ASSIGNMENT - Each line from the one containing "Query: dark volcanic rock" through the last line of the records below is to be repeated as written, with nothing added.

::: STORED DATA :::

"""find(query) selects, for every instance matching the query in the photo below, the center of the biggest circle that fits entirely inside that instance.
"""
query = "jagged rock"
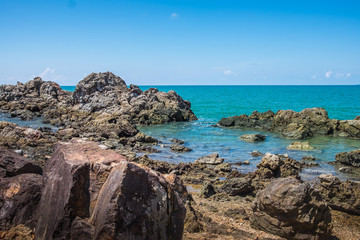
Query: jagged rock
(87, 191)
(19, 232)
(177, 141)
(19, 198)
(253, 137)
(212, 159)
(256, 154)
(301, 146)
(237, 186)
(309, 158)
(342, 196)
(12, 164)
(274, 166)
(207, 190)
(296, 125)
(180, 148)
(291, 209)
(349, 158)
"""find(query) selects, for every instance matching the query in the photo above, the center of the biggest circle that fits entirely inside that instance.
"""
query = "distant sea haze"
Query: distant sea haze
(212, 103)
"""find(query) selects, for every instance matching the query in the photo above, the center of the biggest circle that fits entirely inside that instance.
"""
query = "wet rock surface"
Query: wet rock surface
(349, 158)
(296, 125)
(291, 209)
(253, 137)
(342, 196)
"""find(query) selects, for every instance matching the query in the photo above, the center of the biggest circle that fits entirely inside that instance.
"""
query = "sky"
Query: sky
(182, 42)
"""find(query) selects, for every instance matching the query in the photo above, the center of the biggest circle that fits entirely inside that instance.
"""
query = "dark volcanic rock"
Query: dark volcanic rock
(98, 194)
(12, 164)
(237, 186)
(19, 198)
(253, 137)
(273, 166)
(296, 125)
(342, 196)
(349, 158)
(291, 209)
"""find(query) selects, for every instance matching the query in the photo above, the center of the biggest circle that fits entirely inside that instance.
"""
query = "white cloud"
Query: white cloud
(174, 15)
(229, 72)
(328, 74)
(46, 72)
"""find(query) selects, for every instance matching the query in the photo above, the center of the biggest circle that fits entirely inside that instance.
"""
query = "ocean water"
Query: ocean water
(211, 103)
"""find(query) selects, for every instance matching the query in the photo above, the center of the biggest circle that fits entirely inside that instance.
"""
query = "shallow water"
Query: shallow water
(211, 103)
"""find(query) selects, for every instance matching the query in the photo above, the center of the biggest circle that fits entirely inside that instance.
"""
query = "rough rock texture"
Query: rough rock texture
(101, 104)
(342, 196)
(296, 125)
(98, 194)
(349, 158)
(291, 209)
(256, 137)
(274, 166)
(21, 184)
(237, 186)
(12, 164)
(180, 148)
(301, 146)
(212, 159)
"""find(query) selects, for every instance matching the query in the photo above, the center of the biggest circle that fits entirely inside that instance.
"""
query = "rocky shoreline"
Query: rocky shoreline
(296, 125)
(88, 181)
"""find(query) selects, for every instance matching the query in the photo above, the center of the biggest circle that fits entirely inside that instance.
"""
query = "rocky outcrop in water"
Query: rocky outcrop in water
(296, 125)
(91, 193)
(101, 104)
(349, 158)
(291, 209)
(342, 196)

:::

COMPLETED EXERCISE -
Query: dark volcanic rock
(98, 194)
(12, 164)
(237, 186)
(19, 198)
(253, 137)
(273, 166)
(296, 125)
(342, 196)
(349, 158)
(291, 209)
"""find(query) selects, for every instance matching the query in the photo above, the center of the biggest circle that fits entirely inside that instance.
"""
query = "white cloud"
Query: white cloud
(174, 15)
(229, 72)
(328, 74)
(46, 72)
"""find(query) selects, for every instance matching the query in the photo above, the center of the biggest circle that fits entirely inside that instance.
"""
query = "ocean water"
Query: ocean water
(211, 103)
"""find(query) selects, for every instance matching the query in the photo above, the center of the biggest circle that fits entirely inside that instance.
"""
query = "shallow water"
Query: shallow water
(211, 103)
"""find(query) selects, for every instance matching the query in the photo above, the center of the biggest circle that fits entirely inside that instance.
"""
query = "rough rock texture"
Query: rough rock texture
(101, 104)
(342, 196)
(296, 125)
(98, 194)
(349, 158)
(291, 209)
(256, 137)
(274, 166)
(21, 184)
(237, 186)
(12, 164)
(180, 148)
(301, 146)
(212, 159)
"""find(query) selects, for every instance matching the query in the photo above, the center of the biggest circle that fits entirely inside that instance.
"""
query = "rocky shoreline"
Query: rocky shoreline
(296, 125)
(88, 181)
"""find(query) selects, for every instance matching the query in the photo above, the center of the biggest circle that fits entirely inside that instance.
"""
query = "rocky outcrop in water"
Query: rocky outcrop in water
(296, 125)
(91, 193)
(101, 104)
(349, 158)
(291, 209)
(342, 196)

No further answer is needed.